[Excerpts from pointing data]
****************************************
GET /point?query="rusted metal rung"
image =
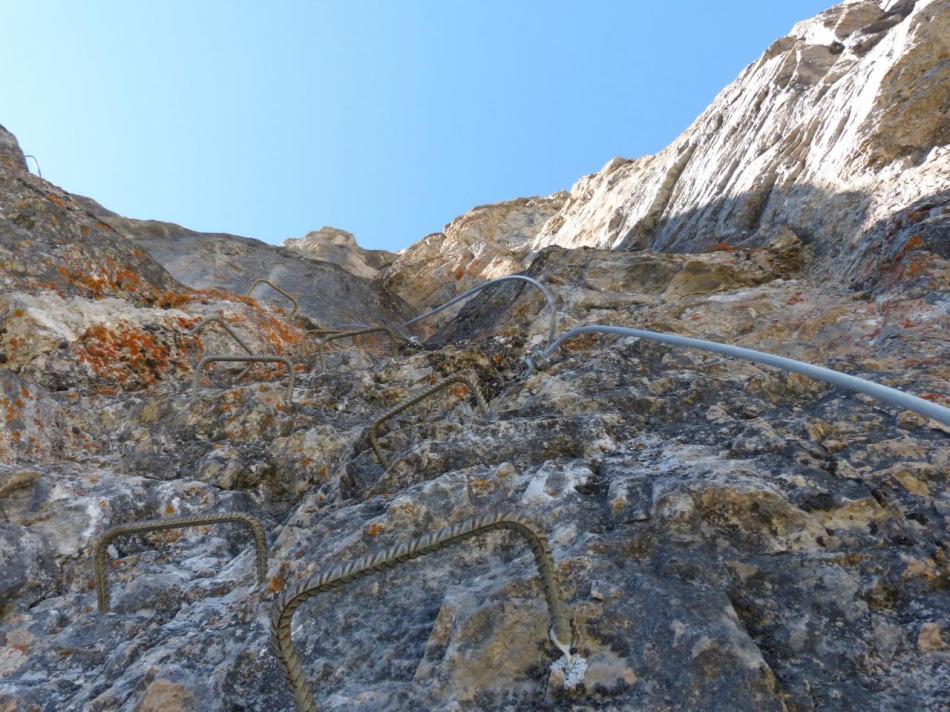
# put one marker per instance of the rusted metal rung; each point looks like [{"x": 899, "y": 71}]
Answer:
[
  {"x": 195, "y": 330},
  {"x": 150, "y": 525},
  {"x": 441, "y": 385},
  {"x": 562, "y": 632},
  {"x": 273, "y": 286},
  {"x": 289, "y": 396}
]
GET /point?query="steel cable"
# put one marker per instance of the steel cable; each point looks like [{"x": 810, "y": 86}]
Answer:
[
  {"x": 561, "y": 631},
  {"x": 150, "y": 525},
  {"x": 835, "y": 378}
]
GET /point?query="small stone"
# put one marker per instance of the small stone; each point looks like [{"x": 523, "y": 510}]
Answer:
[
  {"x": 930, "y": 639},
  {"x": 165, "y": 696}
]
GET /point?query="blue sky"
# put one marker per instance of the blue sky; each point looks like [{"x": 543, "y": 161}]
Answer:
[{"x": 387, "y": 119}]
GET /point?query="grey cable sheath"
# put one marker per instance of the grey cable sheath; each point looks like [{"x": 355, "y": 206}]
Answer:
[
  {"x": 552, "y": 329},
  {"x": 835, "y": 378},
  {"x": 151, "y": 525}
]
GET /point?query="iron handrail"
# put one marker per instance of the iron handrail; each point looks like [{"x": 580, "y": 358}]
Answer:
[
  {"x": 552, "y": 329},
  {"x": 886, "y": 394},
  {"x": 227, "y": 327},
  {"x": 289, "y": 396},
  {"x": 393, "y": 337},
  {"x": 150, "y": 525},
  {"x": 441, "y": 385},
  {"x": 282, "y": 614},
  {"x": 273, "y": 286}
]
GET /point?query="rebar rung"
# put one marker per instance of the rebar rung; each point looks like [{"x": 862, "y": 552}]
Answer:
[
  {"x": 150, "y": 525},
  {"x": 441, "y": 385},
  {"x": 289, "y": 395},
  {"x": 284, "y": 608},
  {"x": 273, "y": 286}
]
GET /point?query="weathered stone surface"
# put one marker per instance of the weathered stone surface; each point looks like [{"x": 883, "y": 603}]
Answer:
[
  {"x": 727, "y": 536},
  {"x": 329, "y": 244},
  {"x": 10, "y": 153},
  {"x": 834, "y": 129},
  {"x": 328, "y": 293},
  {"x": 487, "y": 242}
]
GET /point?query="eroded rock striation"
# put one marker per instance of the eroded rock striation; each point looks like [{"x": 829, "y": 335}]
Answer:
[
  {"x": 329, "y": 244},
  {"x": 727, "y": 536}
]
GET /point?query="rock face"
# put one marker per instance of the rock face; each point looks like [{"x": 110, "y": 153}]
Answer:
[
  {"x": 836, "y": 128},
  {"x": 328, "y": 244},
  {"x": 329, "y": 294},
  {"x": 10, "y": 153},
  {"x": 726, "y": 536},
  {"x": 487, "y": 242}
]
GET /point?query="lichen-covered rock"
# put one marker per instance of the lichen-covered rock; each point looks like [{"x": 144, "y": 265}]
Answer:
[
  {"x": 328, "y": 293},
  {"x": 487, "y": 242},
  {"x": 726, "y": 536}
]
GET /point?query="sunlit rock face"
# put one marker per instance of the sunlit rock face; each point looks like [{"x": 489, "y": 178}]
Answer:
[
  {"x": 328, "y": 293},
  {"x": 727, "y": 536},
  {"x": 10, "y": 153},
  {"x": 328, "y": 244},
  {"x": 487, "y": 242},
  {"x": 836, "y": 128}
]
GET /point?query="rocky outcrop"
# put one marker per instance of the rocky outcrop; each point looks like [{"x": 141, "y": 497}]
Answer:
[
  {"x": 836, "y": 128},
  {"x": 10, "y": 153},
  {"x": 328, "y": 293},
  {"x": 487, "y": 242},
  {"x": 328, "y": 244},
  {"x": 727, "y": 536}
]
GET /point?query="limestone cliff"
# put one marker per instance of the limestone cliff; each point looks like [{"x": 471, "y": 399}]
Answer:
[
  {"x": 726, "y": 535},
  {"x": 328, "y": 244},
  {"x": 838, "y": 127}
]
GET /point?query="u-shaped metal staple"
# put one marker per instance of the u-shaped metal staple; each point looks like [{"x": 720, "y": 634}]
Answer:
[
  {"x": 273, "y": 286},
  {"x": 151, "y": 525},
  {"x": 561, "y": 631},
  {"x": 441, "y": 385}
]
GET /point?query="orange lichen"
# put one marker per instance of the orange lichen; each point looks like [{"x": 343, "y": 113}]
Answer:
[
  {"x": 127, "y": 355},
  {"x": 172, "y": 300}
]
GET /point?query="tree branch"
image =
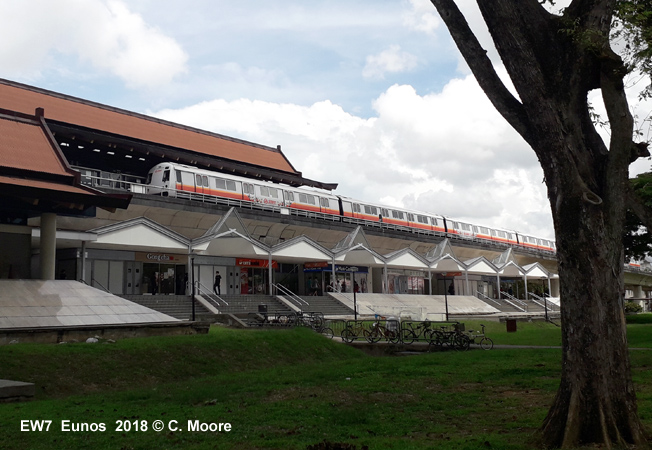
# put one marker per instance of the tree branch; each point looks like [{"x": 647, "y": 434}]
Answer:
[
  {"x": 636, "y": 205},
  {"x": 483, "y": 70}
]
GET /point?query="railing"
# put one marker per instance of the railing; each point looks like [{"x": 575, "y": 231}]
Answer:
[
  {"x": 481, "y": 296},
  {"x": 94, "y": 281},
  {"x": 206, "y": 292},
  {"x": 288, "y": 293},
  {"x": 542, "y": 302},
  {"x": 509, "y": 298}
]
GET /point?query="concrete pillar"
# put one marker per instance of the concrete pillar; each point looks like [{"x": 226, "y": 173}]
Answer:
[{"x": 48, "y": 245}]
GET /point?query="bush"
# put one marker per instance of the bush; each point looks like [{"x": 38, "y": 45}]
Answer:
[{"x": 633, "y": 308}]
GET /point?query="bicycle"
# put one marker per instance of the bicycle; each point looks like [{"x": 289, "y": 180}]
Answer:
[
  {"x": 411, "y": 333},
  {"x": 378, "y": 332},
  {"x": 351, "y": 333},
  {"x": 485, "y": 343}
]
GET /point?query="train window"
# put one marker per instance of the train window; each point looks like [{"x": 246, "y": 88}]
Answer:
[{"x": 370, "y": 210}]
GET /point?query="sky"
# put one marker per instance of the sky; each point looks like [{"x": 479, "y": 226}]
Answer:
[{"x": 373, "y": 96}]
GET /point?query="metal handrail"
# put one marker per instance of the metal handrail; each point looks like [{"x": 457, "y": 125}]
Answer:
[
  {"x": 541, "y": 302},
  {"x": 209, "y": 293},
  {"x": 481, "y": 296},
  {"x": 288, "y": 293}
]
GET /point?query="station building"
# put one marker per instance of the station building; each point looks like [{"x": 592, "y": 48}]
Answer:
[{"x": 74, "y": 205}]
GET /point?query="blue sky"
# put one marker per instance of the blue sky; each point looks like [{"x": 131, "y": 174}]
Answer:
[{"x": 371, "y": 95}]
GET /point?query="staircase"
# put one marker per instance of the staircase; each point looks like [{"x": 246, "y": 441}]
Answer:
[
  {"x": 327, "y": 305},
  {"x": 177, "y": 306},
  {"x": 242, "y": 304}
]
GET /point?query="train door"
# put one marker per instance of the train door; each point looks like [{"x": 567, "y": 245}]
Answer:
[
  {"x": 201, "y": 184},
  {"x": 248, "y": 192}
]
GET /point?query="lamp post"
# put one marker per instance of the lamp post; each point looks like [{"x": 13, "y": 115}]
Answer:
[
  {"x": 445, "y": 295},
  {"x": 353, "y": 270},
  {"x": 192, "y": 300}
]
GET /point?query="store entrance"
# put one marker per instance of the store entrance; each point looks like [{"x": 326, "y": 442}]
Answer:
[{"x": 164, "y": 279}]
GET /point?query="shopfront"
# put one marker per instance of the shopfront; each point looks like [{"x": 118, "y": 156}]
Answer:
[
  {"x": 320, "y": 274},
  {"x": 162, "y": 273},
  {"x": 254, "y": 275},
  {"x": 405, "y": 282}
]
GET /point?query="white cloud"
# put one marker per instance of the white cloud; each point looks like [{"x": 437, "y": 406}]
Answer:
[
  {"x": 102, "y": 33},
  {"x": 448, "y": 153},
  {"x": 422, "y": 16},
  {"x": 392, "y": 60}
]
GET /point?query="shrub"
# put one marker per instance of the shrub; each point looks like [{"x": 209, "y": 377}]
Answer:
[{"x": 633, "y": 308}]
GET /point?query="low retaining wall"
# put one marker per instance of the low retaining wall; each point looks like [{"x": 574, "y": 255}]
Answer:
[{"x": 53, "y": 335}]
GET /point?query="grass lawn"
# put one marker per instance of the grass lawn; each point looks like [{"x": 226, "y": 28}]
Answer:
[{"x": 289, "y": 389}]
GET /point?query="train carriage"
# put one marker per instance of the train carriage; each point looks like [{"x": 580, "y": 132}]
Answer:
[{"x": 178, "y": 180}]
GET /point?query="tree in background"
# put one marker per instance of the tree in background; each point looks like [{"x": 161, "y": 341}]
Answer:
[{"x": 554, "y": 61}]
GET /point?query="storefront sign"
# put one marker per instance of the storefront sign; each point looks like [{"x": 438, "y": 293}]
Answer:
[
  {"x": 327, "y": 267},
  {"x": 259, "y": 263},
  {"x": 163, "y": 258}
]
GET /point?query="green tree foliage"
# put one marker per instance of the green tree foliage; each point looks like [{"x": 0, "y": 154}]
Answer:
[{"x": 638, "y": 240}]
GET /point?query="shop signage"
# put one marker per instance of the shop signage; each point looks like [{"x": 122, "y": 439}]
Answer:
[
  {"x": 327, "y": 267},
  {"x": 163, "y": 258},
  {"x": 260, "y": 263}
]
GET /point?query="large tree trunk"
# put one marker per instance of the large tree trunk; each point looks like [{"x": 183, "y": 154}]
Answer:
[
  {"x": 596, "y": 402},
  {"x": 554, "y": 63}
]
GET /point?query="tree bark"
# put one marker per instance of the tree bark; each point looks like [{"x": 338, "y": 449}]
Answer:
[{"x": 553, "y": 63}]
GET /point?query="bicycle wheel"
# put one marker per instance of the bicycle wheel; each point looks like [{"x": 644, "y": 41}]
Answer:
[
  {"x": 372, "y": 336},
  {"x": 486, "y": 343},
  {"x": 461, "y": 342},
  {"x": 392, "y": 336},
  {"x": 408, "y": 337},
  {"x": 327, "y": 332}
]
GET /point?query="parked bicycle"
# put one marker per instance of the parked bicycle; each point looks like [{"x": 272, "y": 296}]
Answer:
[
  {"x": 478, "y": 337},
  {"x": 353, "y": 331},
  {"x": 423, "y": 331},
  {"x": 378, "y": 332}
]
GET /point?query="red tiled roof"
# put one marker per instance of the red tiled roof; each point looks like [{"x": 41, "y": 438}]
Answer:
[
  {"x": 43, "y": 185},
  {"x": 24, "y": 146},
  {"x": 26, "y": 99}
]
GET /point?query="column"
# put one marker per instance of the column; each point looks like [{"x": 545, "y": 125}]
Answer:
[{"x": 48, "y": 245}]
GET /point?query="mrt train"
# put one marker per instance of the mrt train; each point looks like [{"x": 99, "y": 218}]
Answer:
[{"x": 178, "y": 180}]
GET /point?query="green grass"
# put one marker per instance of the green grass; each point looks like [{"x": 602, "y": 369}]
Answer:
[{"x": 288, "y": 389}]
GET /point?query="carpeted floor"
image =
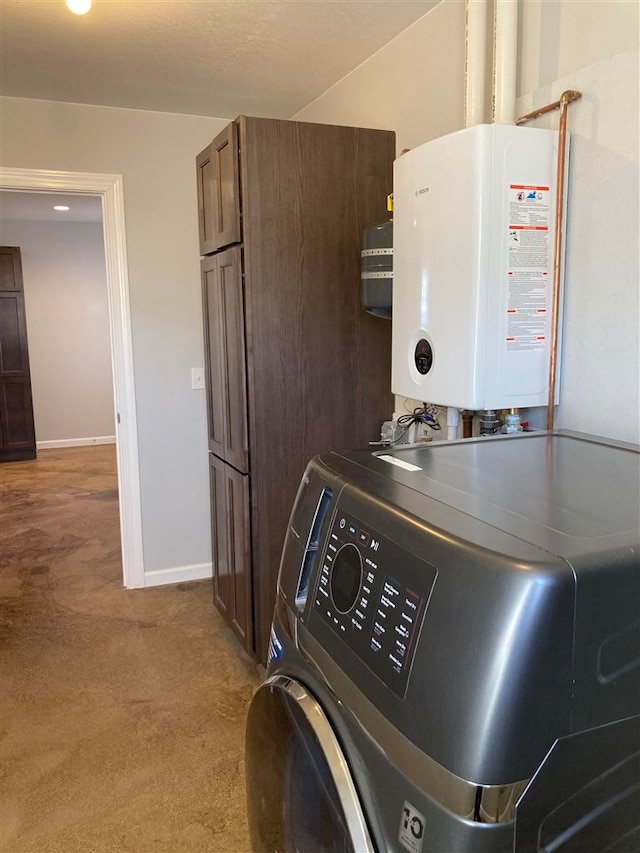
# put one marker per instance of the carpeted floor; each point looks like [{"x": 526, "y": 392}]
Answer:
[{"x": 122, "y": 711}]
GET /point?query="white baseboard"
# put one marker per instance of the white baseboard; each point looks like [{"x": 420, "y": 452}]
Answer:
[
  {"x": 75, "y": 442},
  {"x": 199, "y": 571}
]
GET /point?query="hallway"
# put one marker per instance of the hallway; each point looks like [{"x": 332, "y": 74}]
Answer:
[{"x": 122, "y": 710}]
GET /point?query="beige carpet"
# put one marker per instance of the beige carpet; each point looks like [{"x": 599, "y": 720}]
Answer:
[{"x": 122, "y": 711}]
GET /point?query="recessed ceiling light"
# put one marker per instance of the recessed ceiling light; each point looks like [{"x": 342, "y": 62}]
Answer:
[{"x": 79, "y": 7}]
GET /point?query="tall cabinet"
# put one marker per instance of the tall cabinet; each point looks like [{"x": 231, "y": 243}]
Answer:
[
  {"x": 294, "y": 365},
  {"x": 17, "y": 432}
]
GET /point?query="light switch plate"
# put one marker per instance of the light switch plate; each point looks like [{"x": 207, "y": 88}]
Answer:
[{"x": 197, "y": 378}]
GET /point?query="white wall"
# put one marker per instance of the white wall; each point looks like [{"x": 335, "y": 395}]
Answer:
[
  {"x": 68, "y": 328},
  {"x": 414, "y": 86},
  {"x": 155, "y": 153}
]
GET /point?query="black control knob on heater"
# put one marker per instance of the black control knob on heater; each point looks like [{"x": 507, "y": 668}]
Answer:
[{"x": 423, "y": 356}]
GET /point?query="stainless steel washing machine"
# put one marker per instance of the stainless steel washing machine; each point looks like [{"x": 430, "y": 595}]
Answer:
[{"x": 455, "y": 654}]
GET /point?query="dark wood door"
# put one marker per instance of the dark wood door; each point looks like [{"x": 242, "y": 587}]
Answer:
[
  {"x": 225, "y": 363},
  {"x": 219, "y": 192},
  {"x": 17, "y": 432},
  {"x": 230, "y": 548}
]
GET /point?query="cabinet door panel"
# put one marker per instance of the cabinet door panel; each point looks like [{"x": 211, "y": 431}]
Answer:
[
  {"x": 17, "y": 428},
  {"x": 232, "y": 308},
  {"x": 239, "y": 554},
  {"x": 214, "y": 359},
  {"x": 219, "y": 192},
  {"x": 230, "y": 546},
  {"x": 222, "y": 593},
  {"x": 225, "y": 362}
]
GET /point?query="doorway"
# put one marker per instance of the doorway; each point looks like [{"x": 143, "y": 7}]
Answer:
[{"x": 109, "y": 189}]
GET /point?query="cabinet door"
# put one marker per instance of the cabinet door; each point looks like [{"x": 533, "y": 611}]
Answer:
[
  {"x": 219, "y": 192},
  {"x": 223, "y": 309},
  {"x": 17, "y": 432},
  {"x": 230, "y": 547}
]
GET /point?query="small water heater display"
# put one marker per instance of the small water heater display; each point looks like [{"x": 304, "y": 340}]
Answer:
[{"x": 474, "y": 231}]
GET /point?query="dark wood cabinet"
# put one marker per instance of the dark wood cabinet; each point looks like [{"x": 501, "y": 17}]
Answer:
[
  {"x": 295, "y": 366},
  {"x": 17, "y": 432},
  {"x": 218, "y": 192},
  {"x": 225, "y": 365},
  {"x": 231, "y": 547}
]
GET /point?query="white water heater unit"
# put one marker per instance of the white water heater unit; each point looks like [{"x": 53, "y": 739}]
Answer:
[{"x": 474, "y": 232}]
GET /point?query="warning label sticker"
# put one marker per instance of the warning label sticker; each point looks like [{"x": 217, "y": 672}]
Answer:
[{"x": 529, "y": 255}]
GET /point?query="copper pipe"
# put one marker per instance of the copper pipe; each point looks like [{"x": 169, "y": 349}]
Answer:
[{"x": 566, "y": 98}]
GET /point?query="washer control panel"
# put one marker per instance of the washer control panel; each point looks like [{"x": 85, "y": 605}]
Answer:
[{"x": 373, "y": 594}]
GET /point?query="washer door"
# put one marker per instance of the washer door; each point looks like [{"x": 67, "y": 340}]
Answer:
[{"x": 300, "y": 794}]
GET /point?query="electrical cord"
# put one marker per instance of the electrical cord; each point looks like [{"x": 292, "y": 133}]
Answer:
[{"x": 425, "y": 414}]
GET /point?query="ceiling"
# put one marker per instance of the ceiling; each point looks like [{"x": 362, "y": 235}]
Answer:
[
  {"x": 220, "y": 58},
  {"x": 38, "y": 206}
]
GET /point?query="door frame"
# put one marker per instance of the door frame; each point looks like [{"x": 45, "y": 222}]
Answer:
[{"x": 110, "y": 190}]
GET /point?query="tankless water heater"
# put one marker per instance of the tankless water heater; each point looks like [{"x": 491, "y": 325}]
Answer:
[{"x": 474, "y": 231}]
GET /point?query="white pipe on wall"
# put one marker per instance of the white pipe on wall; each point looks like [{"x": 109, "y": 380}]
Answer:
[
  {"x": 475, "y": 78},
  {"x": 505, "y": 48}
]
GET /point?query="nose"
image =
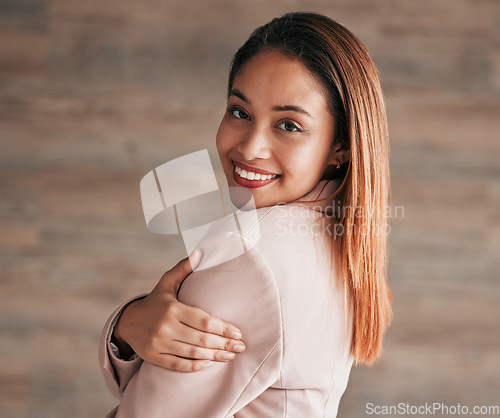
****************************************
List each line of the records that contains the word "small", counting only matches in the same case.

**Response to the task:**
GET /point?query="small stone"
# put one marker per instance of the small stone; each point looks like [{"x": 523, "y": 510}]
GET /point?query="small water heater display"
# put one marker per instance of the small water heater display; each point looks like [{"x": 304, "y": 340}]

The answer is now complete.